[Object position labeling data]
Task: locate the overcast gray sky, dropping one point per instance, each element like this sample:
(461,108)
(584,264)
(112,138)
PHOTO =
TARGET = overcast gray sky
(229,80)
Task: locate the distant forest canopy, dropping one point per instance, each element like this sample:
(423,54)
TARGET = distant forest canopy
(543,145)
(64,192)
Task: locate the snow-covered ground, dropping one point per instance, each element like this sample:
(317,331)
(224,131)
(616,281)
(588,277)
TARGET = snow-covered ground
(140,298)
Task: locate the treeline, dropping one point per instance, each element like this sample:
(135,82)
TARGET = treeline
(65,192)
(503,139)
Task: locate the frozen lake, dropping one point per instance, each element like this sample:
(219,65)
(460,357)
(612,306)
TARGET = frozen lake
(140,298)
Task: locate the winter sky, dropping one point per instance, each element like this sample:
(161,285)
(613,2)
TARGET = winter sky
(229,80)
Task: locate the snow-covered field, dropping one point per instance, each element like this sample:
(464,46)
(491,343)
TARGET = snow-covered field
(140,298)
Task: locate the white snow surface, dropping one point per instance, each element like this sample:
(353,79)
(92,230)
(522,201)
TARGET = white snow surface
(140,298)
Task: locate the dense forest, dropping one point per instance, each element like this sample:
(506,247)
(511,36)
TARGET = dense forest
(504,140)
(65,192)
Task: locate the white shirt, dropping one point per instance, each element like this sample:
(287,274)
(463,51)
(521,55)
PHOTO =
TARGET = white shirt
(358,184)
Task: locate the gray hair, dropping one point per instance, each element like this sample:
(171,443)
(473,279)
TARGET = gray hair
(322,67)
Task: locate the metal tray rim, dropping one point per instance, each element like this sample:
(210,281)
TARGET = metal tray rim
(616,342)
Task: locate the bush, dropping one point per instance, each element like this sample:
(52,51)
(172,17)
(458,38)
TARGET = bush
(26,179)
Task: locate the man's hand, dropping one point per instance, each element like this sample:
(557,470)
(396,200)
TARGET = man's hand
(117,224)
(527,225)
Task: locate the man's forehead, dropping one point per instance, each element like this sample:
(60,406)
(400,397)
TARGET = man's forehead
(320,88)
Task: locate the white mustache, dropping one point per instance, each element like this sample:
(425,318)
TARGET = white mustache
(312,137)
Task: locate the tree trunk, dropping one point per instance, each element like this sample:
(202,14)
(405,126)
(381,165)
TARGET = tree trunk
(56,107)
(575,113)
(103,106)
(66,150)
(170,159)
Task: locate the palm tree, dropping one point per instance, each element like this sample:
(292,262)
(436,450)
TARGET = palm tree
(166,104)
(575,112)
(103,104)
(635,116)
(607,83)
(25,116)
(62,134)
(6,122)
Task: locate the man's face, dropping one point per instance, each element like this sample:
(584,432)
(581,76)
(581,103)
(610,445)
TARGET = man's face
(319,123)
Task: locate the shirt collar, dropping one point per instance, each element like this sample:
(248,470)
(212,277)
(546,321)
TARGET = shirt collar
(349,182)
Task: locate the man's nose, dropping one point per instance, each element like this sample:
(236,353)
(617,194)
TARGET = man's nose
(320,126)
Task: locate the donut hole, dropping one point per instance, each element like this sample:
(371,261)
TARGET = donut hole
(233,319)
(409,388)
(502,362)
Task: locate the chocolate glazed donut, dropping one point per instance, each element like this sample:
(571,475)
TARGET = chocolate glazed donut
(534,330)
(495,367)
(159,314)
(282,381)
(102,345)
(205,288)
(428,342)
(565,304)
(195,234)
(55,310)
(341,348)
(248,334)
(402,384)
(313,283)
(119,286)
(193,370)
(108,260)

• _Given exercise_: Please give these lines as a JSON list of strings, one string per line, covering all the data above and leaving out blank lines.

• _Expected answer_:
[
  "Task: locate the overcast gray sky, dropping one point per instance, each element like this sample:",
  "(461,108)",
  "(584,264)",
  "(112,138)",
  "PHOTO =",
  "TARGET = overcast gray sky",
  "(229,80)",
  "Task: locate the distant forest canopy, dropping one point per instance, each element like this sample:",
  "(423,54)",
  "TARGET = distant forest canopy",
  "(543,145)",
  "(64,192)",
  "Task: locate the snow-covered ground, dropping one point per instance, each element like this sample:",
  "(317,331)",
  "(224,131)",
  "(616,281)",
  "(588,277)",
  "TARGET = snow-covered ground",
  "(140,298)",
  "Task: locate the treeline, dropping one point per instance, each element like this sample:",
  "(135,82)",
  "TARGET = treeline",
  "(65,192)",
  "(503,139)",
  "Task: locate the frozen lake, dropping one point per instance, each element like this sample:",
  "(219,65)",
  "(460,357)",
  "(612,306)",
  "TARGET = frozen lake",
  "(140,298)",
  "Task: locate the winter sky, dropping one point per instance, each element like this sample:",
  "(161,285)",
  "(613,2)",
  "TARGET = winter sky",
  "(229,80)",
  "Task: locate the snow-covered field, dropping one point per instance, each element like this sample:",
  "(464,46)",
  "(491,343)",
  "TARGET = snow-covered field",
  "(140,298)",
  "Task: locate the white snow surface, dropping one point per instance, each element like this sample:",
  "(353,79)",
  "(92,230)",
  "(522,201)",
  "TARGET = white snow surface",
  "(140,298)",
  "Task: locate the dense forest, dropping one point per instance, each element like this sample:",
  "(506,247)",
  "(511,36)",
  "TARGET = dense forest",
  "(504,140)",
  "(65,192)",
  "Task: locate the white shirt, dropping one point per instance, each element like this sample:",
  "(287,274)",
  "(463,51)",
  "(521,55)",
  "PHOTO =",
  "TARGET = white shirt",
  "(358,184)",
  "Task: locate the gray hair, dropping one point per instance, each element like this sample:",
  "(171,443)",
  "(473,279)",
  "TARGET = gray hair",
  "(322,67)",
  "Task: locate the metal tray rim, dropping one point per instance, each element like this sample:",
  "(210,281)",
  "TARGET = metal tray rim",
  "(616,342)",
  "Task: locate the bush, dropping one point per instance, each element like this sample:",
  "(52,51)",
  "(172,17)",
  "(458,38)",
  "TARGET = bush",
  "(26,179)",
  "Task: locate the man's hand, dropping one point per instance, each element like this sample:",
  "(557,470)",
  "(396,200)",
  "TARGET = man's hand",
  "(117,224)",
  "(527,225)",
  "Task: locate the man's forehead, dropping one point per instance, each element like this sample:",
  "(60,406)",
  "(400,397)",
  "TARGET = man's forehead",
  "(320,88)",
  "Task: locate the white mustache, dropping one point per instance, each element like this sample:",
  "(425,318)",
  "TARGET = white mustache",
  "(312,137)",
  "Task: locate the tree trunk, dropping one point per instance, each element like this sample:",
  "(202,14)",
  "(405,126)",
  "(381,165)",
  "TARGET = tree trunk",
  "(56,107)",
  "(575,113)",
  "(103,106)",
  "(66,150)",
  "(170,159)",
  "Task: locate the palm tree, dropping one point per instance, each element like this sample:",
  "(292,262)",
  "(436,450)",
  "TARGET = palm tree",
  "(166,104)",
  "(575,112)",
  "(103,104)",
  "(635,116)",
  "(607,83)",
  "(25,116)",
  "(62,134)",
  "(6,122)",
  "Task: locate the man's face, dropping one point per instance, each element like this sample:",
  "(584,432)",
  "(581,76)",
  "(581,103)",
  "(610,445)",
  "TARGET = man's face",
  "(319,123)",
  "Task: locate the shirt collar, dropping one point per instance, each element like this sample:",
  "(248,470)",
  "(212,277)",
  "(546,321)",
  "TARGET = shirt collar",
  "(349,182)",
  "Task: locate the man's nose, dropping one point per instance, each element like this sample:",
  "(236,353)",
  "(617,194)",
  "TARGET = man's nose",
  "(320,126)",
  "Task: locate the donut hole, dropping one point per instance, each element like this sample:",
  "(371,261)",
  "TARGET = donut hole",
  "(233,319)",
  "(409,388)",
  "(502,362)",
  "Task: locate the chocolate glazed donut, dropping one point per instance, each element like this sample:",
  "(571,475)",
  "TARGET = chocolate glazed donut",
  "(534,330)",
  "(495,367)",
  "(159,314)",
  "(282,381)",
  "(102,345)",
  "(205,288)",
  "(428,342)",
  "(565,304)",
  "(195,234)",
  "(55,310)",
  "(341,348)",
  "(248,334)",
  "(402,384)",
  "(313,283)",
  "(119,286)",
  "(193,370)",
  "(108,260)"
]